• _PETUNJUK_
1. Berapa kasus kejahatan terhadap anak yang tercatat pada tahun 2019 menurut tulisan opini tentang kekerasan seksual terhadap anak di Kepulauan Riau?
2. Teruskan tulisan opini tentang kekerasan seksual terhadap anak di Kepulauan Riau, dimulai tepat setelah kalimat terakhir yang ditampilkan.

Opini – Mencermati pemberitaan akhir-akhir ini baik di media cetak, media online maupun media sosial terkait perbuatan Oknum Lurah di Kota Tanjungpinang dan seorang guru di salah satu sekolah Islam yang diduga telah melakukan pencabulan terhadap 2 (dua) orang anak di bawah umur.
Yang makin membuat hati miris mendengar pemberitaan tersebut adalah sebuah fakta pelaku masih terhitung paman dari korban yang sebelumnya juga telah mengalami peristiwa pelecehan yang dilakukan oleh onum guru korban.
Alih-alih sang paman yang menjabat sebagai lurah tersebut melaporkan curhatan keponakannya yang telah menjadi korban perbuatan oknum gurunya ke ranah hukum, malah menjadikan peristiwa pelecehan tersebut sebagai pintu masuk untuk menekan korban, agar perbuatan bejatnya untuk melakukan perbuatan serupa dapat berjalan mulus.
Selaku seorang ibu dan Dosen yang bergerak dalam bidang Pendidikan Anak Usia Dini di STAIN Abdurrahman Kepulauan Riau tersentak dan pilu mendengar kejadian tersebut. bahkan penulis berfikir bahwa mungkin masih banyak kejadian serupa di luar sana yang belum terungkap dan mencuat kepermukaan, yang mana hal tersebut bisa menjadi fenomena gunung es dan membahayakan masa depan anak-anak kita, khususnya di Kepulauan Riau.
Berdasarkan data yang penulis kutip dari https://bpppa.kepriprov.go.id/index.php/beranda-dummy/selamatkan-anak-kepri-dari-kekerasan-pornografi, Kepala Dinas Perlindungan Perempuan dan Anak Provinsi Kepri mengatakan sebanyak 60 % (enam puluh persen) anak-anak Indonesia maupun Kepri pernah menjadi korban kekerasan seksual.
Data anak-anak provinsi Kepri berjumlah 640 atau sekitar 32 persen dari jumlah total keseluruhan penduduk Kepri sekitar 1,9 juta. Berdasarkan survei 200 ribu anak-anak Provinsi Kepri pernah mendapatkan perlakuan kekerasan seksual. Dari angka 5 tahun terakhir dapat dilihat bahwa kasus-kasus kejahatan terhadap anak, dimana pada tahun 2017 sekitar 249 kasus, 2018 sekitar 227 kasus, 2019 sekitar 240 kasus, dan tahun 2020 sekitar 242 kasus.

• _Catatan Sumber_
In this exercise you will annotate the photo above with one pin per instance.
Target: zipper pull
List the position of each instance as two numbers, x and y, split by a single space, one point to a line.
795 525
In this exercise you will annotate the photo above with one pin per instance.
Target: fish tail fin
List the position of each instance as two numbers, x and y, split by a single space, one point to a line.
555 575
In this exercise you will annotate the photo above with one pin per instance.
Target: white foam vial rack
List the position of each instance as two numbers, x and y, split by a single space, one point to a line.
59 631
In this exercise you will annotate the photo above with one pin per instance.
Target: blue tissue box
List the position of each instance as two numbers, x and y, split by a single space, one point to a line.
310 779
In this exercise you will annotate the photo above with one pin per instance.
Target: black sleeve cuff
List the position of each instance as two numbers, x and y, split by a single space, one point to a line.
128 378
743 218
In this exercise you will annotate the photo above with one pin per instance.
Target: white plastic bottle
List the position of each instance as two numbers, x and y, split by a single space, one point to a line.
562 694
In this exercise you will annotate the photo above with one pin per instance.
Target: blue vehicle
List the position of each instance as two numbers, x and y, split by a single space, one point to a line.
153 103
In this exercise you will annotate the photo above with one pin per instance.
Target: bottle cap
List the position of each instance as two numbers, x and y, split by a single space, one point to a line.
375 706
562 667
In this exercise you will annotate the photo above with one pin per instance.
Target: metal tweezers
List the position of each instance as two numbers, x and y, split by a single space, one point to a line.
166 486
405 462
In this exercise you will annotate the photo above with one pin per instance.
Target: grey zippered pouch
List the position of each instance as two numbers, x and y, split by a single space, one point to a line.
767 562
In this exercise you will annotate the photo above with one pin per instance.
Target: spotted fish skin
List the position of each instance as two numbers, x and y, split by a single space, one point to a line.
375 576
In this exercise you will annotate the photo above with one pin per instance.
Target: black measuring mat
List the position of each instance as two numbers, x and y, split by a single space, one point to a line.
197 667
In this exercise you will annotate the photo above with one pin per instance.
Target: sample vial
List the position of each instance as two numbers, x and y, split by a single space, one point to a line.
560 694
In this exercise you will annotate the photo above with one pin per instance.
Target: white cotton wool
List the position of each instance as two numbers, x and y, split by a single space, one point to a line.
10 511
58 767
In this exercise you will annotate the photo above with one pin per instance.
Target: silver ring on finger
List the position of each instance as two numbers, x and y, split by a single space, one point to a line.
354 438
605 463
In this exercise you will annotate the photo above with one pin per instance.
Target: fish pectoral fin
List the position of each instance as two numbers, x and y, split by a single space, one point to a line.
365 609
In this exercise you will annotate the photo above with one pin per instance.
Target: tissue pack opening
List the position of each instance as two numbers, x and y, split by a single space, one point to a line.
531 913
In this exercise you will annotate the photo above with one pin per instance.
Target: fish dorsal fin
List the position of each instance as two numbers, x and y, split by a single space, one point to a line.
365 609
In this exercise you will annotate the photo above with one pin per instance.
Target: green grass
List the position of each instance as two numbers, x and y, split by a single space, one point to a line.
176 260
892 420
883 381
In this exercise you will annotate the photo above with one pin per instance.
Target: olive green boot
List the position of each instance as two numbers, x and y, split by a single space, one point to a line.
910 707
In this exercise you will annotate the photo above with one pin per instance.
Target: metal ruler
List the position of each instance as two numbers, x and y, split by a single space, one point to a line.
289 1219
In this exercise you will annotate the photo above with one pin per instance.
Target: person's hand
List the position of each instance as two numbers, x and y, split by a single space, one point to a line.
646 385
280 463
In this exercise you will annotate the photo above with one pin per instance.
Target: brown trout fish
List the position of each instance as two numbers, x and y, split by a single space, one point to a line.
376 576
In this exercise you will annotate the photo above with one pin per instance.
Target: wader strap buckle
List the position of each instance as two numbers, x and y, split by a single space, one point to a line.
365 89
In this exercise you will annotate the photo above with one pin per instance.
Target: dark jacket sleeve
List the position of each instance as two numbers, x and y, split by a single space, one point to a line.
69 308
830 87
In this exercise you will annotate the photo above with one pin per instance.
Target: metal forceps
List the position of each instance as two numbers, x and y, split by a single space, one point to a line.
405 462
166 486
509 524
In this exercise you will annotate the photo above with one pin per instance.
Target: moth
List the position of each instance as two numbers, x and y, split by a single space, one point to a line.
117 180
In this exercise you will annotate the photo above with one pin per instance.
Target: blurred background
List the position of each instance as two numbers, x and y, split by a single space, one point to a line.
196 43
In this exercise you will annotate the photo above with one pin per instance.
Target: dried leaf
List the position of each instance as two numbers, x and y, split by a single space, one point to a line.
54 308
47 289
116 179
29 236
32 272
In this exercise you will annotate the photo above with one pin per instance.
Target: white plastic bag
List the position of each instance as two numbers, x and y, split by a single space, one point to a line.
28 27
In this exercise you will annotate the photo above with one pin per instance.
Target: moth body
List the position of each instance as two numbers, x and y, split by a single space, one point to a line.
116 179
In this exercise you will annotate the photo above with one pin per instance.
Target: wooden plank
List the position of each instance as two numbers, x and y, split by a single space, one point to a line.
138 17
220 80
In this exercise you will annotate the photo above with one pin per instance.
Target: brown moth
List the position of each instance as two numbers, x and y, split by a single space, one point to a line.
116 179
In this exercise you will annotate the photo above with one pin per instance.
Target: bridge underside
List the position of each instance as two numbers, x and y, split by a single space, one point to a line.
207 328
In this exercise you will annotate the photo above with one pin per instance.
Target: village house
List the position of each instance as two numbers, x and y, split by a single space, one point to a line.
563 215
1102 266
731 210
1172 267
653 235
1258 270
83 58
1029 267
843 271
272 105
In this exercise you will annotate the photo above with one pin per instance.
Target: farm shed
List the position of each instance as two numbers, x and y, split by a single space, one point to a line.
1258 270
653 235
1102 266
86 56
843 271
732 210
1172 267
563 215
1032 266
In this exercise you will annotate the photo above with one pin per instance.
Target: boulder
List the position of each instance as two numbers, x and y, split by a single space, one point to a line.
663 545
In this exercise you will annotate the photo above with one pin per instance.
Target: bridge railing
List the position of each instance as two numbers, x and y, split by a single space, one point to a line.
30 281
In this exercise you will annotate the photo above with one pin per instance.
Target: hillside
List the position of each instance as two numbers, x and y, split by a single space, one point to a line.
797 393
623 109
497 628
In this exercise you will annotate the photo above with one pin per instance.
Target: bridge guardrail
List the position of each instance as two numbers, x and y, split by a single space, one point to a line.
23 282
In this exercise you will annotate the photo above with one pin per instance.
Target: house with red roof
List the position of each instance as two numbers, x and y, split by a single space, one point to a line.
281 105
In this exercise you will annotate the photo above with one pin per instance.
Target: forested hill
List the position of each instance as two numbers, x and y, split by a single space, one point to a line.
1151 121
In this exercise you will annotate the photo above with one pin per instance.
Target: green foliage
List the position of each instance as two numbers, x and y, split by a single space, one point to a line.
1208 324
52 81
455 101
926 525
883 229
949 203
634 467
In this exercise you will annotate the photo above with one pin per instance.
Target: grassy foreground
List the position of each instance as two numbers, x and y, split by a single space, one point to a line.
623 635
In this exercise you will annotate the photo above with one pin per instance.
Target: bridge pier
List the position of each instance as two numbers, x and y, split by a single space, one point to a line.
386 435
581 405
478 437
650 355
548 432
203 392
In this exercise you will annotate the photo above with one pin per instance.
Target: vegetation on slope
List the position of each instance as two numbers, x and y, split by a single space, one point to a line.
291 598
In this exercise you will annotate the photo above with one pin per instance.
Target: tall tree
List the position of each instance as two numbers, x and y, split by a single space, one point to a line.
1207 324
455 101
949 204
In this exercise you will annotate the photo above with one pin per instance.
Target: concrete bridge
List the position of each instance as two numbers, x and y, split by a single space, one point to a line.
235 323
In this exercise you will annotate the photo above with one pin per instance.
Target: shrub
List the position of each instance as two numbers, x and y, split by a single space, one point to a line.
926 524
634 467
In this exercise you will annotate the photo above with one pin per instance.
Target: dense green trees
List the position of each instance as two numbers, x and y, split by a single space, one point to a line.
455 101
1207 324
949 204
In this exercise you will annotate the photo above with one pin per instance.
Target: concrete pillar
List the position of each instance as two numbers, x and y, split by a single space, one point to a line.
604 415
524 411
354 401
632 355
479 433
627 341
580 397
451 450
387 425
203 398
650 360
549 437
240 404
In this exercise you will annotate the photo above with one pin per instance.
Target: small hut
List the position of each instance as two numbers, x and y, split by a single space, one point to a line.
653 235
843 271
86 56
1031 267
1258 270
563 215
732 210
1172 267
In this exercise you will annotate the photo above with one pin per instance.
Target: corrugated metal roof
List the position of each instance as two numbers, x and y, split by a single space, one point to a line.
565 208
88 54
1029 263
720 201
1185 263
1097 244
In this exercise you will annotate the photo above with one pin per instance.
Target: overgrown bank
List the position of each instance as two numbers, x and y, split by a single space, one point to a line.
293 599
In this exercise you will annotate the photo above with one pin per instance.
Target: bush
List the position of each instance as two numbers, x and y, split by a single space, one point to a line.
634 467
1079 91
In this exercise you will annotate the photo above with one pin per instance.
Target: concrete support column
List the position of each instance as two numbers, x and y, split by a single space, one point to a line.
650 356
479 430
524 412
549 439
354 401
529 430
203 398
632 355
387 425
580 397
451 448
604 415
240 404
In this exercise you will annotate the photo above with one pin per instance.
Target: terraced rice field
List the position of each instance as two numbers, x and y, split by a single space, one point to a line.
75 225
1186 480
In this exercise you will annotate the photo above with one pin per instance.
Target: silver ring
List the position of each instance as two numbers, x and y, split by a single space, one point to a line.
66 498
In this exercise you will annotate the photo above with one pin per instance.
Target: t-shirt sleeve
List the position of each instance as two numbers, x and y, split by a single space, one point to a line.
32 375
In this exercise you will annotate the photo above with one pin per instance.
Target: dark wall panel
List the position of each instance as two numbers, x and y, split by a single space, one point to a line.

• _JAWABAN BERURUTAN_
1. Sekitar 240 kasus.

2.
Dari 242 kasus ditahun 2020, hampir 100 diantaranya merupakan kasus kekerasan fisik, psikis, perantaran, dan tindak pidana perdagangan orang. Dari data tersebut banyak terjadi di Kota Batam sebanyak 50 dari 115 kasus hampir 40 persen. Sementara Tanjungpinang terjadi sekitar 25 persen, dengan kekerasan fisik ada 75 kasus, psikis 55 kasus, perantaran 40 kasus, dan tindak pidana perdagangan orang 8 kasus.
Bahkan 5 (lima) tahun terakhir didominasi oleh anak-anak adalah kasus kekerasan seksual. Kekerasan seksual salah satunya di Kota Batam 1,9 juta penduduk, 60 persen diantaranya jadi ramainya kasus kekerasan didominasi oleh Kota Batam.
Dalam Konvensi Internasionall terkait Hak Anak (Convention in the right of the Children) telah menempatkan anak sebagai subjek hukum yang harus dilindungi berserta semua hak-haknya. Indonesia sebagai salah satu negara peserta Konvensi beserta negara lainnya berkewajiban untuk meratifikasi dan menerapkan perlindungan hukum serta jaminan terhadap kepentingan hak anak.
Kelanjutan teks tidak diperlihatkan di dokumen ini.